> [Task item] An exact copy of every record is needed.

> [Provided data]
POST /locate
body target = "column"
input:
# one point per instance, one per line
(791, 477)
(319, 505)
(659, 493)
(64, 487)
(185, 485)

> [Task response]
POST /locate
body target = "column"
input:
# one point per instance, one per line
(791, 477)
(319, 505)
(659, 493)
(64, 487)
(185, 485)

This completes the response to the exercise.